======== SELECTED EXTRACT ========

First, PCRs were set up and PCRs were run with predesigned oligo pairs that were partially complementary to each other. Next, an optional recovery step was performed if necessary (because of the relatively short DR length of AsCas12a, some of the resulting dsDNA segments were too short to be recovered using common DNA recovery kits; therefore, we used a relatively crude method via ethanol precipitation. Although single-stranded oligos or dNTPs might still be included, most of the salts were removed, and the DNA polymerase was inactivated). Finally, a standard GGA reaction was set up and run with the purified segments (or diluted PCR products) and a destination cloning vector.

No additional procedures follow the PCR reaction, only optional routine recovery of DNA segments, and subsequent standard Golden Gate Assembly (GGA). To this end, we named this novel approach a GGA-based strategy.

High-accuracy assembly of CRISPR array with GGA-based strategy

There are several versions of detailed conventional sticky end-based protocols that differ slightly from each other (with or without predigestion before ligation or redigestion after ligation). Their accuracy was compared by assembling six crRNAs. Whereas no correct clones were obtained when the ligation mixture was directly transformed into Escherichia coli, additional redigestion with BsaI between ligation and transformation dramatically increased the accuracy of the selected clones (Figure S4). Compared with the remaining two procedures, the assembly using standard Golden Gate cycles exhibited improvement or non-inferiority without the procedure of predigesting or recovering the cloning vector (Figure S4); hence, this specified sticky end-based strategy was used for the following evaluation and comparison.

Next, using our GGA-based strategy, an array containing six crRNAs was assembled with parallel controls using a sticky end-based strategy for comparison. Whereas all 60 clones were correct when using the GGA-based strategy, assembly using the sticky end-based strategy achieved a mean accuracy of only 37% (p < 0.0001, GGA versus sticky end) (Figures 2A and S5A). When the number of crRNAs was increased to seven, the accuracy of the sticky end-based assembly strategy decreased sharply, with only 1 correct out of 60 clones. Although a marked reduction was observed, the GGA-based assembly strategy retained a mean accuracy of 73% (Figures 2B and S5B).

High-accuracy assembly of CRISPR array with GGA-based strategy

(A and B) Accuracies of the assembly of six (A) or seven (B) crRNAs using the conventional sticky end-based or novel GGA-based strategy. Values shown as mean, n = 3 independent experiments. (C) Accuracies of the assembly of 9 or 12 crRNAs using the GGA-based strategy. Values shown as mean with n ≥ 3. (D) Quantification of relative mRNA expression over the non-targeting control in HEK293T cells 48 h after transfection with a single plasmid containing CBh-driven denAsCas12a-VPR and a U6-driven CRISPR array of 12 crRNAs targeting the indicated 6 genes. CBh, a robust Pol II promoter. Values shown as mean ± SD with n = 3.

======== RECORDS SUPPLIED ========

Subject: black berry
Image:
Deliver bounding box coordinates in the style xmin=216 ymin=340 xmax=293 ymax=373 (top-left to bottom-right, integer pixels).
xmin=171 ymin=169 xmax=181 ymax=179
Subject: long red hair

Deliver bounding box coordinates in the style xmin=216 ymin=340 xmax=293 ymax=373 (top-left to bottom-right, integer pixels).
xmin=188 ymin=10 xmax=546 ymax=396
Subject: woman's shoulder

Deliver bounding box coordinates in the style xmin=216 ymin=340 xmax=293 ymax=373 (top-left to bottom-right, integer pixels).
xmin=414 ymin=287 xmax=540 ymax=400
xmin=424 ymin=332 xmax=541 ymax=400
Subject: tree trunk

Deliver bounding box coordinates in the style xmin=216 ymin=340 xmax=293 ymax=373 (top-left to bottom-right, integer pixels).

========

- **PROMPT 1**
Answer these questions from the passage on CRISPR array assembly:
(a) Why did the authors use ethanol precipitation instead of common DNA recovery kits?
(b) When seven crRNAs were assembled with the sticky end-based strategy, how many of the 60 clones were correct?
(c) In which cells, and how long after transfection, was relative mRNA expression quantified?
- **PROMPT 2**
List every number of crRNAs in an array that the passage on CRISPR array assembly reports as assembled.
- **PROMPT 3**
Continue the passage on CRISPR array assembly with new text that follows on from its final sentence.

- **OUTPUT 1**
(a) Because of the relatively short DR length of AsCas12a, some of the resulting dsDNA segments were too short to be recovered with common DNA recovery kits.
(b) Only 1 of the 60 clones was correct.
(c) In HEK293T cells, 48 h after transfection.

- **OUTPUT 2**
Six, seven, nine, and twelve.

- **OUTPUT 3**
Having demonstrated the superiority of our GGA-based strategy over conventional sticky end-based strategies, the number of crRNAs to be assembled was increased until the accuracy decreased to a level substantially lower than 50%. Following this criterion, and considering that the extremely low accuracy in assembling seven crRNAs was already practically meaningless, the sticky end-based strategy was no longer evaluated for assembling more crRNAs. Using the GGA-based strategy, arrays of 9 or 12 crRNAs were efficiently assembled, with mean accuracies of 67% and 43%, respectively (Figures 2C and S5C). For the assembly of the 12 crRNAs, colonies from an additional replicate experiment were sequenced to confirm our results and investigate the source of errors in incorrect inserts during the revision of this manuscript (plasmid 37) (Table S22). We found that 14 of the 15 full-length inserts obtained the desired sequences with no errors (Figure S6). A variety of unusual constructs were seen for inserts of small size, with one particular error arising from the apparent misassembly of the fusion site from fragment GGGTCTCCGACTGCCCACAAGTGCTAATTCCTACTCTTGTAGGTAATGAATGTGTGCGGAGACCwith fragment GGGTCTCCTAGCCAGCCAATTCCTACTCTTGTAGGTAAGTCCAGGAGACC. It is unclear whether these errors represent mistakes generated during GGA owing to in vivo repair events or a mixture of the two.

Although arrays containing more than 12 crRNAs may still be assembled in a single reaction, in view of the gradual decrease in assembly accuracy as the number of crRNAs increased, the practical value of such experiments would be limited; thus, we ceased here and determined the maximum number of crRNAs for AsCas12a that could be assembled into an array in a single reaction to be 12.

The resulting array of 12 crRNAs contained spacers targeting the promoters of six endogenous human genes (two crRNAs for each gene): HBB, HBG1, IL1B, IL1RN, TTN, and RHOXF2. Together with this array, the den12a-VPR achieved robust activation of these six genes simultaneously in HEK293T cells from 20- to 2,000-fold (Figure 2D).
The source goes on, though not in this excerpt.